_Exercise aim:_ Rewrite all of the data below in full, and shift every number in the answer SVGs (the viewBox values and the path coordinates) up by 13.

Stored data entries:
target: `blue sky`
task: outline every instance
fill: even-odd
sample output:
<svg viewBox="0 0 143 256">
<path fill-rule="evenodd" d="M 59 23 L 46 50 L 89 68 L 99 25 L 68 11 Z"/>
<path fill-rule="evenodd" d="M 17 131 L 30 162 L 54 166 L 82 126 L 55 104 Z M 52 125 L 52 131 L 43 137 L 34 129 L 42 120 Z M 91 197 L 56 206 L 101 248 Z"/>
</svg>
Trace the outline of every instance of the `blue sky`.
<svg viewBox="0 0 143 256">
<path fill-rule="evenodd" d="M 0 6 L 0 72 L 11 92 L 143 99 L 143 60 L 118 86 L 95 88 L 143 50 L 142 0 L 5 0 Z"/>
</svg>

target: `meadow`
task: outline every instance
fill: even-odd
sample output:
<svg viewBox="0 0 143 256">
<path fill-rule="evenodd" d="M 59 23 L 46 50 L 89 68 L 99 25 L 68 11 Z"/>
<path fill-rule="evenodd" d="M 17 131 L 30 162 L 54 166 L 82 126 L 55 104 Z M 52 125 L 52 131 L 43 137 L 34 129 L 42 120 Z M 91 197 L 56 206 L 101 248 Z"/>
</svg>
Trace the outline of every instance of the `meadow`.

_Complete response:_
target: `blue sky`
task: outline every instance
fill: even-odd
sample output:
<svg viewBox="0 0 143 256">
<path fill-rule="evenodd" d="M 59 23 L 46 50 L 89 68 L 99 25 L 68 11 Z"/>
<path fill-rule="evenodd" d="M 17 131 L 30 162 L 54 166 L 82 126 L 55 104 Z M 52 125 L 52 131 L 43 137 L 34 129 L 42 120 Z M 91 197 L 56 206 L 101 248 Z"/>
</svg>
Trace the outline of every instance of the `blue sky`.
<svg viewBox="13 13 156 269">
<path fill-rule="evenodd" d="M 13 19 L 13 85 L 24 105 L 156 112 L 156 73 L 131 99 L 108 101 L 156 63 L 155 13 L 18 13 Z"/>
</svg>

target: `meadow`
task: outline every instance
fill: even-odd
sample output:
<svg viewBox="0 0 143 256">
<path fill-rule="evenodd" d="M 59 23 L 46 50 L 89 68 L 99 25 L 68 11 Z"/>
<path fill-rule="evenodd" d="M 17 131 L 30 162 L 54 166 L 82 126 L 55 104 Z M 52 125 L 52 131 L 43 137 L 34 129 L 42 120 Z M 91 197 L 56 206 L 101 248 Z"/>
</svg>
Trace the outline of every instance of the `meadow`.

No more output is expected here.